··· Exercise materials

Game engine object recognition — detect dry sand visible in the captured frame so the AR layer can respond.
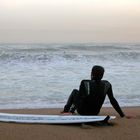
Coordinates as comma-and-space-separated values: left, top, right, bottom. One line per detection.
0, 107, 140, 140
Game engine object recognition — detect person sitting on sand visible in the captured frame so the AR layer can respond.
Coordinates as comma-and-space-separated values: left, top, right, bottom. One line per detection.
61, 65, 125, 117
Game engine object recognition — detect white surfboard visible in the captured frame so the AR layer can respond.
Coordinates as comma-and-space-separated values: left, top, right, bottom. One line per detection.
0, 113, 116, 124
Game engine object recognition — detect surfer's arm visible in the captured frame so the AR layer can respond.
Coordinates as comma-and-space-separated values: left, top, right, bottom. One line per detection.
107, 84, 125, 117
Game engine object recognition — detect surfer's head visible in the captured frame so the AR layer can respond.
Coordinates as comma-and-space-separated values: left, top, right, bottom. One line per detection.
91, 65, 104, 81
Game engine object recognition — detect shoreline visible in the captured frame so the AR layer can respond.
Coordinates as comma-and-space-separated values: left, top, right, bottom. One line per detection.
0, 107, 140, 140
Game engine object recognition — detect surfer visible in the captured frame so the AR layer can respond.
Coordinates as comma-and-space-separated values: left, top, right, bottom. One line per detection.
62, 65, 125, 117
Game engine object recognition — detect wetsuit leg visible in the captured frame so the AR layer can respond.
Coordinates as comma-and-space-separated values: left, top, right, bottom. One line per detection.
63, 89, 79, 113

······

## Problem
Copy every line above word for word, without changing anything. Leave out the pictures.

## Answer for this exercise
Game engine object recognition — detect dry sand visible in the captured frame so the AR layer can respond.
Coordinates as comma-and-space-separated values: left, top, right, bottom. One line per detection.
0, 107, 140, 140
Game engine object recognition — detect person sitting on sand visible in the captured frame so the AR layer can respond.
Coordinates as comma-and-space-separated values: left, top, right, bottom. One line per detection.
61, 65, 125, 117
Game engine object recognition — detect white surfboard visible in the captured frame so the AR layer can respond.
Coordinates as comma-and-space-separated values: left, top, right, bottom. One line per detection.
0, 113, 116, 124
Game engine object recognition — detect surfer's arm visible in the captured frame so the AR layer can respond.
Coordinates as comma-and-space-separated values: left, top, right, bottom. One line per detection.
107, 84, 125, 117
Game engine object recognition — detect surfer's head visible in the captured frame so the AR layer can respond.
Coordinates as comma-and-space-separated values: left, top, right, bottom. One line per detection.
91, 65, 104, 81
Game engine object recognition — detect shoreline visible in the captured frame so the AR layer can respond.
Coordinates as comma-and-space-separated values: left, top, right, bottom. One line per detection.
0, 107, 140, 140
Game engine object recognition — detect surfer visible in the captured frame so the AR layer can respond.
Coordinates as comma-and-space-separated values: left, top, right, bottom. One line per detection.
62, 65, 125, 117
Game engine object recognition — detect wetsuit leg visible in the captured frame so the AR layer can respond.
Coordinates as comma-and-space-separated values: left, top, right, bottom. One line per detection.
63, 89, 79, 113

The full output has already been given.